SUPPLIED TEXT:
- Occupation: Writer
- Known for: National secretary of Socialist Action

= Jeff Mackler =

Socialist American activist & politician

Jeffrey Mackler is an American activist from San Francisco, California. Mackler is the national secretary of Socialist Action, a Trotskyist political party. He was the nominee of Socialist Action for U.S. Senate from California in 2006, and President of the United States in 2016. His candidacy was endorsed by the Freedom Socialist Party. In both cases, Mackler was a write-in candidate. In 2019, Jeff Mackler was declared the presidential nominee for Socialist Action in the 2020 presidential election.

Mackler founded Northern California Climate Mobilization, is a longtime teacher and union activist with the American Federation of Teachers in Hayward, California and is director of the Mobilization to Free Mumia Abu-Jamal. He is an alumnus of Antioch College.

==Political positions==
===Economy===
Mackler supports the abolition of capitalism and has at various times supported a 100% tax rate on all incomes above either $150,000 or $200,000. He supports temporary rise to a $15 minimum wage and a massively expanded role for unions.

===Environment===
Mackler supports a transition to power the United States with 100% renewable energy, and "guaranteed jobs at top union wages" for all people who would lose jobs as a part of a theoretical transition.

===Military===
Mackler is in favor of a total elimination of the United States military.

===Health care and education===
Mackler has expressed support for the American government to provide free public health care and education, including the abolition of private insurance. He has expressed a belief that Medicare for all in his view does not go far enough.

===Immigration===
Mackler supports abolition of borders and "amnesty, legalisation and equal rights for all immigrants".

SOURCE INFORMATION:
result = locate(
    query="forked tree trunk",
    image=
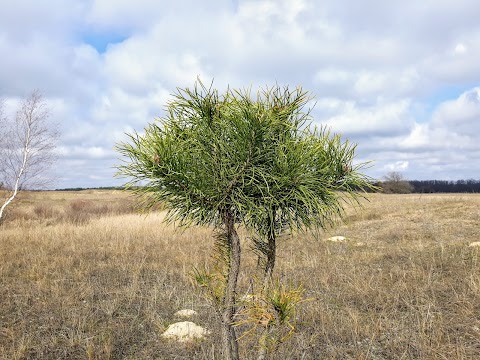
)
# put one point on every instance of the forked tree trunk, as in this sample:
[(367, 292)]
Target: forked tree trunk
[(229, 337), (267, 277)]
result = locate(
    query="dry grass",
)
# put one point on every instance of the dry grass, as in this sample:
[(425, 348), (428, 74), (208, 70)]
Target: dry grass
[(107, 287)]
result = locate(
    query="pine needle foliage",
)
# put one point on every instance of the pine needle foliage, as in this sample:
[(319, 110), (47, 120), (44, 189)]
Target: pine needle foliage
[(258, 158), (234, 158)]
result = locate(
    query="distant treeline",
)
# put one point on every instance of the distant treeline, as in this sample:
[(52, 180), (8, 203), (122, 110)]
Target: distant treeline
[(399, 186), (428, 186), (445, 186), (97, 188)]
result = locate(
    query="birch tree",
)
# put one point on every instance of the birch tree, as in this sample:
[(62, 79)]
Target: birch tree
[(27, 144)]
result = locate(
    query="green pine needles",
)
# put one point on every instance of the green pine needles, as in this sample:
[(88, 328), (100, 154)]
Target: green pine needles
[(233, 158)]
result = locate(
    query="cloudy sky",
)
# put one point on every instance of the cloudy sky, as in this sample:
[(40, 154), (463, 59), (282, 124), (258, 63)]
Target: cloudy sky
[(400, 78)]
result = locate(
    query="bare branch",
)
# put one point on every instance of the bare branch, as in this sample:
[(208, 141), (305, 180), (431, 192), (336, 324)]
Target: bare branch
[(27, 147)]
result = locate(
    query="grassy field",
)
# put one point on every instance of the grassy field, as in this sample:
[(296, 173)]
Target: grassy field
[(84, 277)]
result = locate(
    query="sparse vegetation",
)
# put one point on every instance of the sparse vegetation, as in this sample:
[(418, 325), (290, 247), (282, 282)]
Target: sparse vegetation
[(237, 159), (404, 285)]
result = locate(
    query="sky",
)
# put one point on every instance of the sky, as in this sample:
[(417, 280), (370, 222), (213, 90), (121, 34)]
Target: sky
[(401, 79)]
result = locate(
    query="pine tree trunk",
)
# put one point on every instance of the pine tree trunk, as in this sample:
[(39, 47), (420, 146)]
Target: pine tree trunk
[(229, 337)]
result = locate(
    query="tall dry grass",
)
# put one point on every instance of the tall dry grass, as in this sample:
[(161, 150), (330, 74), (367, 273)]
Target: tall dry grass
[(406, 285)]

WHAT TO DO:
1. According to the Jeff Mackler text, which college did Mackler attend?
2. Recast the paragraph of the Jeff Mackler text that begins "Mackler founded Northern California Climate Mobilization" as a short list that keeps its main facts.
3. Extract the passage of the Jeff Mackler text from "Jeffrey Mackler is" up to and including "2020 presidential election.", word for word.
The rows are not needed for this work.

RESPONSES IN ORDER:
1. Antioch College.

2.
- Founded Northern California Climate Mobilization
- Longtime teacher and union activist with the American Federation of Teachers in Hayward, California
- Director of the Mobilization to Free Mumia Abu-Jamal
- Alumnus of Antioch College

3.
Jeffrey Mackler is an American activist from San Francisco, California. Mackler is the national secretary of Socialist Action, a Trotskyist political party. He was the nominee of Socialist Action for U.S. Senate from California in 2006, and President of the United States in 2016. His candidacy was endorsed by the Freedom Socialist Party. In both cases, Mackler was a write-in candidate. In 2019, Jeff Mackler was declared the presidential nominee for Socialist Action in the 2020 presidential election.